TASK
Search the records below for "rock"; copy each line that has it.

RECORDS PROVIDED

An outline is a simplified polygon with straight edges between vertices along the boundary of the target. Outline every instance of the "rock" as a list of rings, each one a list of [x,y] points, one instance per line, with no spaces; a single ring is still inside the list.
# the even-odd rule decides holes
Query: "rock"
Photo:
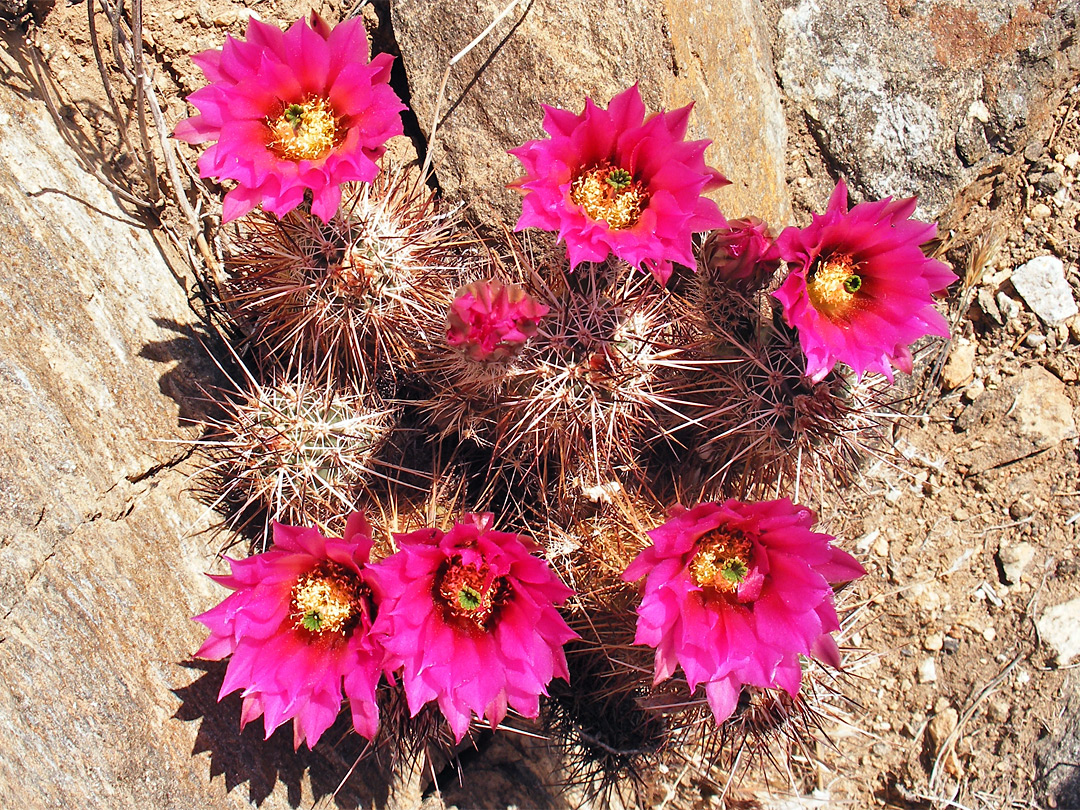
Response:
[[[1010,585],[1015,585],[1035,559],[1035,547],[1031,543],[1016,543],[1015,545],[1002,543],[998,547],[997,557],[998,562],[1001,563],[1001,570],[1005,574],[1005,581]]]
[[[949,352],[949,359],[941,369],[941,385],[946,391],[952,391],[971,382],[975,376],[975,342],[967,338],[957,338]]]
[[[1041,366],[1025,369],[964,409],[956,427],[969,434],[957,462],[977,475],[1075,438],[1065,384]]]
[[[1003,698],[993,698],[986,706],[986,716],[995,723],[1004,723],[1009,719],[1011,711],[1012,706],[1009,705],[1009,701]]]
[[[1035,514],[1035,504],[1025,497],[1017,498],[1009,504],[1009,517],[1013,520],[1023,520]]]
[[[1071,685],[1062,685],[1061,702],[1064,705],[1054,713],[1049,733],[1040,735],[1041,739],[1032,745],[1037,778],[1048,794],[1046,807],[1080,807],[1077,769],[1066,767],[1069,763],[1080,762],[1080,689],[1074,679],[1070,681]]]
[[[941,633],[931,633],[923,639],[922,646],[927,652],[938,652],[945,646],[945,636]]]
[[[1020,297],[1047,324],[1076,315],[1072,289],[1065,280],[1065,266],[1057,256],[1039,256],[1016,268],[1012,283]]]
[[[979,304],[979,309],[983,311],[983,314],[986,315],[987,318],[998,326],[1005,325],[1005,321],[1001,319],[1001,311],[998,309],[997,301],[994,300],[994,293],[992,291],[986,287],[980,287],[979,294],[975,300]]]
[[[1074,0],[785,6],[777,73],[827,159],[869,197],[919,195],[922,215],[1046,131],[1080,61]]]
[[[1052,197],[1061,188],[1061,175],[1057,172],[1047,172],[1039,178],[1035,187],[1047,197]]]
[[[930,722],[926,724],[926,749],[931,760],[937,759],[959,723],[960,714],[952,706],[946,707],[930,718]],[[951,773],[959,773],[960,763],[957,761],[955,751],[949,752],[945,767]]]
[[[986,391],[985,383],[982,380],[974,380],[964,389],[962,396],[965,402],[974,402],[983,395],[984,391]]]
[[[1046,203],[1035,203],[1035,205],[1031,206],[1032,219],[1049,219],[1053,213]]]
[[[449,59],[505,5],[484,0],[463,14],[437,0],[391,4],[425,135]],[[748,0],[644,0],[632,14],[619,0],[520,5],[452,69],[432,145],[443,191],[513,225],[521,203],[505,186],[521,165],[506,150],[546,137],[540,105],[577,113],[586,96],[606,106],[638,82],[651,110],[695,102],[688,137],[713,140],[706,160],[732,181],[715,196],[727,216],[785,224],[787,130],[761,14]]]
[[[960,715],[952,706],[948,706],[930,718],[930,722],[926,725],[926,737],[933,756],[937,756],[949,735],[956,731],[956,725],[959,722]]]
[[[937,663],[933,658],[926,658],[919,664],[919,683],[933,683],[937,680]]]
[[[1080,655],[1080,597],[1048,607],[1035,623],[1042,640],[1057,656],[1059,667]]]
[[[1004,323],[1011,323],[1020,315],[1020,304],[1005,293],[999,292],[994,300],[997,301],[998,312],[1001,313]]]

RESPONSE
An outline is a simplified polygon with straight edges between vertices along the boundary of the target. Outline every instance of the "rock" as a list of rings, each one a list of [x,y] points, one instance per line, with no spaces; a single ring is still inside the list.
Query: "rock"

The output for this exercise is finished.